• _EXERCISE DETAILS_: Extend the Andrei Kanchelskis interview below, carrying it on past its final answer.

• _SELECTED TEXT_:
• • • •

Everton Album: Andrei Kanchelskis
An exclusive, in-depth chat with Andrei Kanchelskis.
Goodison Park loves a flair man.
A player who captivates the Gwladys Street, mesmerises the Park End and frustrates all those whose hearts lie elsewhere.
Indeed flair is the gift every Everton manager wants to deliver and, in the summer of 1995, Joe Royle, fresh from lifting the FA Cup, did just that.
Bagging his first Everton goals in a 2-1 win at Anfield certainly endeared Andrei Kanchelskis to the Goodison faithful; the further 14 he hit that season made him a firm fans' favourite.
But flair players are an odd breed and sometimes, for whatever reason, that spark fades. Kanchelskis’ second season was plagued by injury and – as he himself admits – loss of form.
By the end of January 1997 he had played his last game in royal blue and joined Serie A outfit Fiorentina for £8million.
Toffees fans were grateful to have seen the Russian international in full flight. Yet, in different circumstances they may have seen more, as Kanchelskis explained to evertonfc.com…
Andrei, what are you up to these days?
I’m working for a Russian football club called FC Nosta Novotroitsk. It’s near Moscow and I’m working as a director of football. It’s my second season and it’s alright. Everything is okay.
Looking back now, what are your memories of your time at Everton?
It was a great time, it’s a great team. There was a good atmosphere and a good coach. I am very, very happy and very pleased I played for Everton. In my first season we played very, very well but the next season not so. I don’t understand why because Joe Royle wanted to buy some good quality players but the chairman [Peter Johnson] said 'no, it’s not possible'. I found that a little bit strange.

• • • •

• _RECORD EXCERPTS_:
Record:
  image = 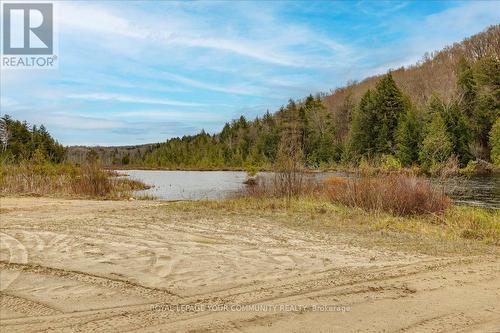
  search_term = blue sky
[0,1,500,145]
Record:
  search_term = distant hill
[67,25,500,169]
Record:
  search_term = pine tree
[396,109,422,166]
[419,113,453,170]
[443,102,472,166]
[375,73,406,154]
[490,118,500,167]
[347,89,377,160]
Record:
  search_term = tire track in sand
[0,232,28,291]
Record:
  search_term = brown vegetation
[237,174,452,216]
[325,175,451,216]
[0,161,147,199]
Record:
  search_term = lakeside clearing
[0,197,500,332]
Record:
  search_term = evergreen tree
[419,113,453,170]
[375,73,406,154]
[443,102,472,166]
[490,118,500,167]
[347,89,377,160]
[396,109,422,166]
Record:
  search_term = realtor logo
[3,3,54,55]
[1,2,57,69]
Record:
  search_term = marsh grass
[0,161,148,199]
[324,174,452,216]
[180,196,500,248]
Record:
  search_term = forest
[1,25,500,173]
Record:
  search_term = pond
[119,170,500,209]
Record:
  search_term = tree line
[0,25,500,171]
[0,115,66,163]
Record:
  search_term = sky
[0,1,500,145]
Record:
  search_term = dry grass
[0,161,148,199]
[325,174,451,216]
[175,196,500,249]
[236,174,452,216]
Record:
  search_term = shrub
[325,175,451,216]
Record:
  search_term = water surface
[119,170,500,209]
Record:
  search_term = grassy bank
[0,160,149,199]
[178,197,500,249]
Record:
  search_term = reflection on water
[120,170,500,209]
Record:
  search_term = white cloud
[67,93,205,106]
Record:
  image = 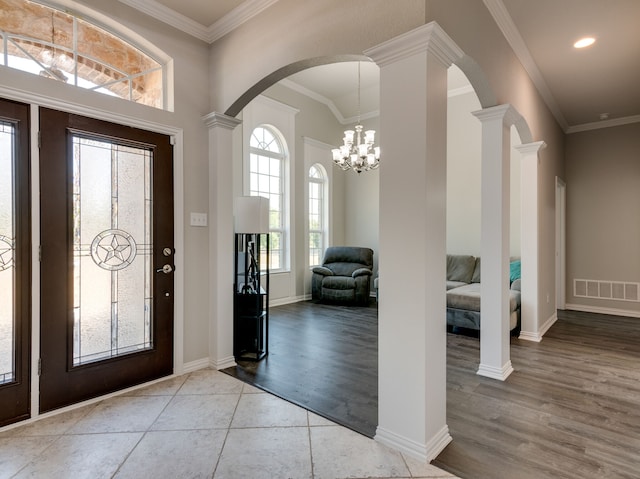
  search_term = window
[309,165,327,266]
[0,0,167,108]
[249,126,287,272]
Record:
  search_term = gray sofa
[311,246,373,305]
[447,255,520,331]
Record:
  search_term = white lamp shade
[233,196,269,233]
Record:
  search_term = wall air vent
[573,279,640,302]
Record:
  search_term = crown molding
[364,22,464,68]
[119,0,278,44]
[279,78,380,125]
[206,0,278,43]
[483,0,569,132]
[447,85,476,98]
[566,115,640,134]
[119,0,209,42]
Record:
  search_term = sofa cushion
[447,283,520,312]
[509,260,522,283]
[471,256,480,283]
[447,254,476,283]
[447,281,467,291]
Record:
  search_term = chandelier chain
[331,62,380,173]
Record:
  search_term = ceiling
[120,0,640,133]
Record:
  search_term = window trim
[245,123,291,273]
[306,163,329,268]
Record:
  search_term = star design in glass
[98,234,131,263]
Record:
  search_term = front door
[40,108,174,412]
[0,100,31,426]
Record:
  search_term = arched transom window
[0,0,167,108]
[308,165,327,266]
[249,126,288,271]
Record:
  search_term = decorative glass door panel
[40,108,174,412]
[0,99,31,426]
[0,121,16,384]
[73,135,153,366]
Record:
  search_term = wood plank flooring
[433,311,640,479]
[224,301,378,437]
[226,302,640,479]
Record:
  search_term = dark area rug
[223,300,378,437]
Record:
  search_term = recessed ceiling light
[573,37,596,48]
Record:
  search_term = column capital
[514,141,547,155]
[471,103,521,126]
[364,22,464,68]
[202,111,242,130]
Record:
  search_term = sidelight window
[0,121,16,384]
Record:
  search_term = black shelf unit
[233,233,269,361]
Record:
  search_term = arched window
[0,0,168,108]
[249,126,288,272]
[308,164,327,266]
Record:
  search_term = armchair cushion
[311,246,373,304]
[312,266,333,276]
[351,268,373,278]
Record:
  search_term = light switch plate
[191,213,207,226]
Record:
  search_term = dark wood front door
[0,100,31,426]
[40,108,174,412]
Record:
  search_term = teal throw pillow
[509,260,521,283]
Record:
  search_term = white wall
[447,92,522,257]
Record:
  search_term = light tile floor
[0,369,455,479]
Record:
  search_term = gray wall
[566,123,640,314]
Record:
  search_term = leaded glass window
[73,135,153,365]
[0,121,16,384]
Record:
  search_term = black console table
[233,233,269,361]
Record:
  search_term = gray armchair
[311,246,373,305]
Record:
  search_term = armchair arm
[311,266,333,276]
[351,268,373,278]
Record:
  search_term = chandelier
[331,62,380,173]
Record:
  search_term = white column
[515,141,547,342]
[473,105,518,381]
[365,23,462,461]
[203,112,241,369]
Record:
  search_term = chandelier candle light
[331,62,380,173]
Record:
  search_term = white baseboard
[540,312,558,339]
[477,360,513,381]
[373,424,452,462]
[427,424,453,462]
[518,313,558,343]
[565,303,640,318]
[269,294,311,307]
[209,356,237,371]
[182,358,211,374]
[518,330,542,343]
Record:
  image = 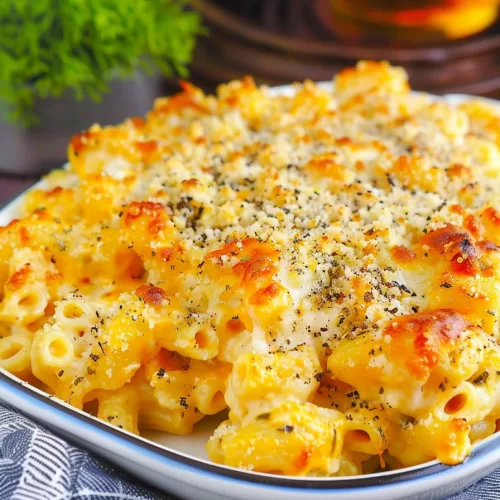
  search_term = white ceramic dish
[0,87,500,500]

• • • •

• _RESULT OF THE TASK_:
Your first Everton goals came against Liverpool [above]. That made you popular with the fans straight away…
Yes. I scored two goals against Liverpool at Anfield and we won 2-1. It was the derby and so, of course, the fans were happy. I’m happy with the two goals and the fans are happy with the win. It was a good time for me.
The Everton team you played in had so much potential but it went unfulfilled. Why do you think that was?
I think we needed more quality players. This is important for every club. If you see Everton now there are too many quality players in Manchester, Liverpool, Arsenal and Chelsea. Like then and like now if Everton [want] to play in the Champions League, they need some more quality players. It’s just the way.
How did the Manchester United team you played in compare to the Everton team you joined?
It was a bit different, of course, because Manchester United is a massive club that plays every season in the Champions League. But Everton had many good players too and I enjoyed my time there. Manchester United, many times, won titles and cups so, of course, that was the big difference.
What did you think of England and the way of life when you first moved to Manchester?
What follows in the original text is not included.